◆ Goal
Repeat the material word for word, beginning at the line that contains "the chrome grille." and continuing through the end of the records.

******************************

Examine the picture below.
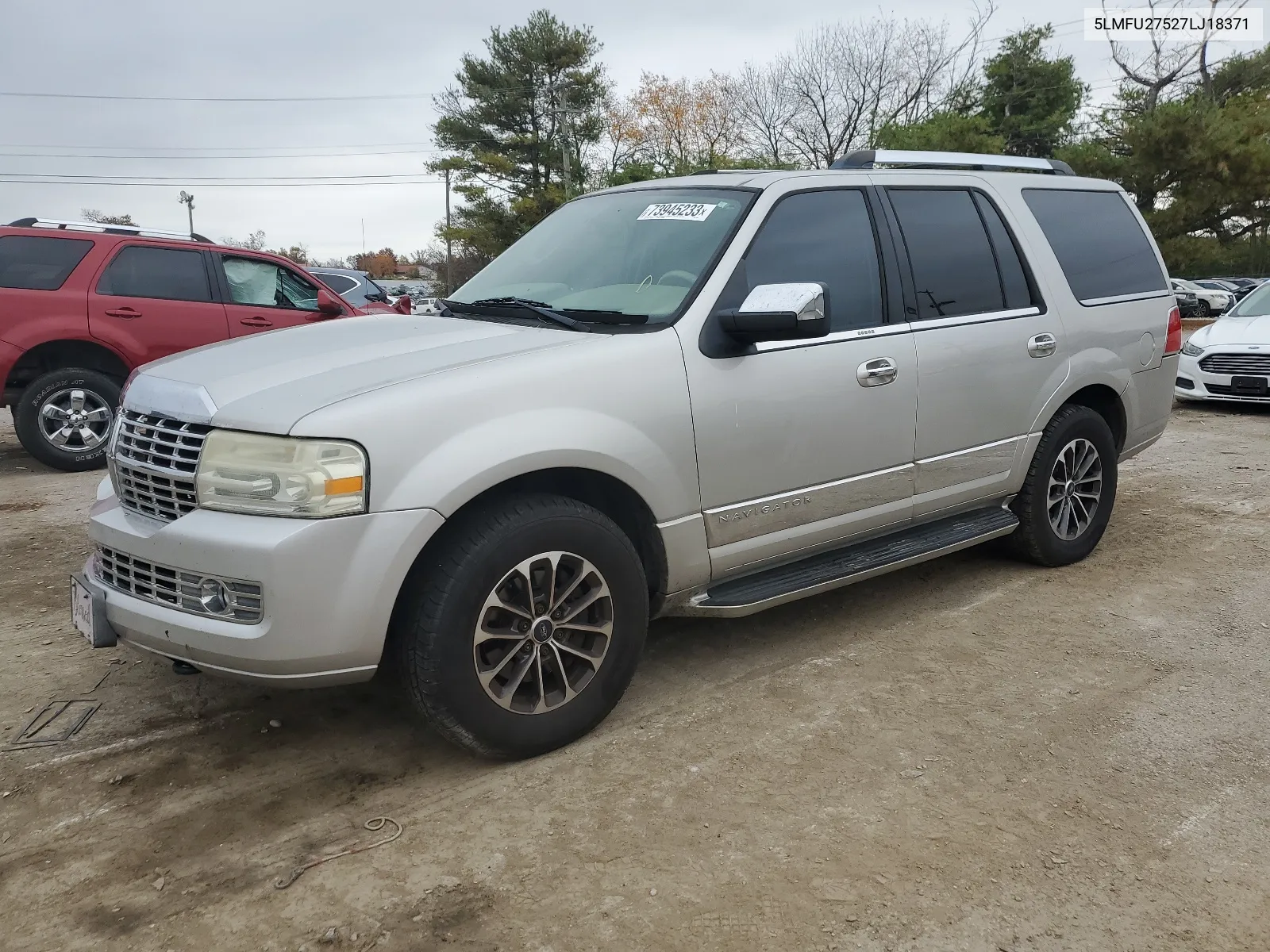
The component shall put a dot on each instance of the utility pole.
(450, 253)
(188, 201)
(564, 156)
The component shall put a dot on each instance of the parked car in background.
(83, 305)
(1210, 301)
(1230, 359)
(702, 395)
(1236, 291)
(356, 287)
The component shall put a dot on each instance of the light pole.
(188, 201)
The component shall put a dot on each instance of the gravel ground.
(972, 754)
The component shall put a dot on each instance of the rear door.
(152, 301)
(264, 295)
(990, 355)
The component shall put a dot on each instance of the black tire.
(75, 457)
(436, 617)
(1037, 539)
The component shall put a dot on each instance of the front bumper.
(328, 589)
(1195, 384)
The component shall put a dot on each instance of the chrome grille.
(175, 588)
(1254, 365)
(154, 463)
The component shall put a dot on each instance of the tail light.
(1174, 342)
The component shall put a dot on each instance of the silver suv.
(705, 397)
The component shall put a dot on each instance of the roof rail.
(872, 158)
(106, 228)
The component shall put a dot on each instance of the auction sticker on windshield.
(677, 211)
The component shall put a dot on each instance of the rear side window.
(165, 273)
(38, 263)
(822, 236)
(954, 267)
(1014, 278)
(1099, 243)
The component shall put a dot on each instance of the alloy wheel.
(543, 632)
(75, 420)
(1075, 489)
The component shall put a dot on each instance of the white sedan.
(1210, 301)
(1230, 359)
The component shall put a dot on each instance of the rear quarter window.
(1099, 243)
(40, 263)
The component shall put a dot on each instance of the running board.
(845, 566)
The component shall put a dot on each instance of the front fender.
(482, 457)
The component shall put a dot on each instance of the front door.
(152, 301)
(264, 295)
(798, 446)
(991, 355)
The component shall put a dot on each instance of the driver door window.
(829, 238)
(264, 295)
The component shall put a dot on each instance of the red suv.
(83, 305)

******************************

◆ The response
The component shall put a dot on each instance of the chrome grille.
(175, 588)
(1254, 365)
(154, 463)
The component shall put a dot on each instance of the tail light.
(1174, 342)
The component shall put a dot on each instance of the silver suv.
(705, 397)
The component shall put a dot on each instance of the roof rail.
(872, 158)
(106, 228)
The component shall put a dot on each instance of the auction sticker on windshield.
(677, 211)
The component shall put a dot on each instance of the rear side window.
(165, 273)
(38, 263)
(822, 236)
(954, 267)
(1014, 278)
(1099, 243)
The component shall put a dot on each instance of the alloy wheel.
(543, 632)
(75, 420)
(1075, 489)
The component shall put a dot on each instance of the white sedan.
(1210, 301)
(1230, 359)
The component shall put a dot on each instance of the rear quarter window.
(1099, 243)
(40, 263)
The component shall put a dot on each instance of the running board.
(845, 566)
The component shall put a dot on each instance of the front fender.
(482, 457)
The component shall put a dot on each instance of the front door.
(152, 301)
(264, 295)
(798, 446)
(991, 355)
The component shall put a dot on each instance of the driver door window.
(829, 238)
(264, 295)
The component shall put a dot on each instance of the red suv.
(83, 305)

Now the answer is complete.